+++ TEXT BLOCK +++
When the kidneys first begin to fail, the cat's body systems will make adjustments to compensate. For example, the cat may consume more water and urinate frequently in an attempt to "flush out" the waste materials accumulating in the blood stream that should have been eliminated by the kidneys. At some point, however, the amount of dysfunction will overwhelm the cat and the more serious symptoms of chronic kidney failure will result. By the time blood tests show significant changes that alert the veterinarian that renal failure is present, 75 percent of the total kidney mass will have stopped functioning properly.

The most common cause of chronic renal failure is the normal aging process. The disease is progressive and irreversible -- meaning that the cat's prognosis, or prospect of recovering from the illness, is poor. However, treatment can result in short-term improvements of the cat's symptoms and make its life more enjoyable for some time. A cat with chronic kidney failure can live for several weeks to several years with the illness, depending on the severity and advancement of the disease.
A veterinarian will diagnose chronic kidney failure after a thorough examination and an analysis of laboratory tests such as a complete blood count, or CBC, a blood chemistry test, and a urinalysis. Other tests the veterinarian might conduct include a urine culture, x-rays, an ultrasound, and measurement of the cat's blood pressure.  Biopsies of the kidney, performed using ultrasound or surgery, may provide more information about the cause of renal failure.  Some of these tests may require referral to a specialist of veterinary internal medicine.

The long-term prognosis for chronic kidney failure is poor since the disease is progressive and irreversible. The cat may live only several months to years. Some cats may have severe complications that cannot be reversed even with aggressive treatment. Euthanasia is an option offered for those animals that appear to be suffering.
+++ INFORMATION GIVEN +++
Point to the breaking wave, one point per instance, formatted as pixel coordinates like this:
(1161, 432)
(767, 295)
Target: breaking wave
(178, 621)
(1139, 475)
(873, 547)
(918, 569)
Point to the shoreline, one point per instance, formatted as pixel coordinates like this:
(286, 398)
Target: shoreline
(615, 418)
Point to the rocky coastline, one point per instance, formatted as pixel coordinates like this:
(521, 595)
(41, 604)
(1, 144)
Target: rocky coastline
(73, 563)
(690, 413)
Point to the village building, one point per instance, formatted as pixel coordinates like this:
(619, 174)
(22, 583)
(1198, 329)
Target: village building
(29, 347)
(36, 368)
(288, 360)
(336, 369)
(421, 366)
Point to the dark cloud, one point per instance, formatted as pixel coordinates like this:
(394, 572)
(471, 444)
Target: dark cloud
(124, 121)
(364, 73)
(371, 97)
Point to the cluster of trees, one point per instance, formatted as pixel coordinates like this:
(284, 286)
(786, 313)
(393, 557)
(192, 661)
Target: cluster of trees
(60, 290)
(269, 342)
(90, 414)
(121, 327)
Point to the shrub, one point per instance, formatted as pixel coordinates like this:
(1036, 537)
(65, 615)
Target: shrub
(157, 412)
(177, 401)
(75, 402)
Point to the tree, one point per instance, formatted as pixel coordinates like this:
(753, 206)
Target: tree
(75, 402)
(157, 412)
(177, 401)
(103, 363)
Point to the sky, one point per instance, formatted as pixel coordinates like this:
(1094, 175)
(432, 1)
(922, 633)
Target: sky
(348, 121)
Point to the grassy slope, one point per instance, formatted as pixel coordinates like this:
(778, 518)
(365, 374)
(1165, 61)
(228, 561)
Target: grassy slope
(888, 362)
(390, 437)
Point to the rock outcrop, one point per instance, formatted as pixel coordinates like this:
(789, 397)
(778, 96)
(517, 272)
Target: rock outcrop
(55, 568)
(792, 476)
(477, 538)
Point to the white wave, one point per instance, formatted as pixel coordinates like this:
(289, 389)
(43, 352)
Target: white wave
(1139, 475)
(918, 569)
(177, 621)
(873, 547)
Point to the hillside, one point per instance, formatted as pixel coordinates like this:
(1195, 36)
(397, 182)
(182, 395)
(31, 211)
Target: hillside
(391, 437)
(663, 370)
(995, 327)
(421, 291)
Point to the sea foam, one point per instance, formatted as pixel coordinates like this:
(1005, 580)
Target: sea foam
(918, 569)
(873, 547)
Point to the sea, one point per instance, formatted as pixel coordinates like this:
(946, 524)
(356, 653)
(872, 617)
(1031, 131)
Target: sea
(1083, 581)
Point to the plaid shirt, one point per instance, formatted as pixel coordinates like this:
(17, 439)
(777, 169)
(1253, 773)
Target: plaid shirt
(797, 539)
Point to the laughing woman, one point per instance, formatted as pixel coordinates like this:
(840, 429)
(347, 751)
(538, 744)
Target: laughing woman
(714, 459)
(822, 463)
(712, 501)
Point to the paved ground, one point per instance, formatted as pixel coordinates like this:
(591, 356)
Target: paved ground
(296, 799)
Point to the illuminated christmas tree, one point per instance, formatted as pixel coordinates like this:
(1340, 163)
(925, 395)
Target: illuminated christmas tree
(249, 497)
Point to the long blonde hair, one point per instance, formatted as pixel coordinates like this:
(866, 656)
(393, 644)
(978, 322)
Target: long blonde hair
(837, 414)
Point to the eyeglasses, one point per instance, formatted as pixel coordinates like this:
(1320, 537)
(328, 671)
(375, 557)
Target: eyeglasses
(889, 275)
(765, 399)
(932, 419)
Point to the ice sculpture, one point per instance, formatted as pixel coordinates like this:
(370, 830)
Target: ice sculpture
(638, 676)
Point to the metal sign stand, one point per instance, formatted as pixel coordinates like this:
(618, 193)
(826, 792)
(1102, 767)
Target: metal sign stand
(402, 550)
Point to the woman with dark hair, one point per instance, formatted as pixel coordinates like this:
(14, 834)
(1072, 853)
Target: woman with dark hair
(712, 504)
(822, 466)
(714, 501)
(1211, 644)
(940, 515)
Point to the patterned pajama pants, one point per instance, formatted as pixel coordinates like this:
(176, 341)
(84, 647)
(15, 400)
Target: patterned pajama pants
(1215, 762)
+++
TASK OBJECTIVE
Copy out the passage on feline kidney failure above, between "When the kidneys" and "stopped functioning properly.", inclusive.

ANSWER SPACE
When the kidneys first begin to fail, the cat's body systems will make adjustments to compensate. For example, the cat may consume more water and urinate frequently in an attempt to "flush out" the waste materials accumulating in the blood stream that should have been eliminated by the kidneys. At some point, however, the amount of dysfunction will overwhelm the cat and the more serious symptoms of chronic kidney failure will result. By the time blood tests show significant changes that alert the veterinarian that renal failure is present, 75 percent of the total kidney mass will have stopped functioning properly.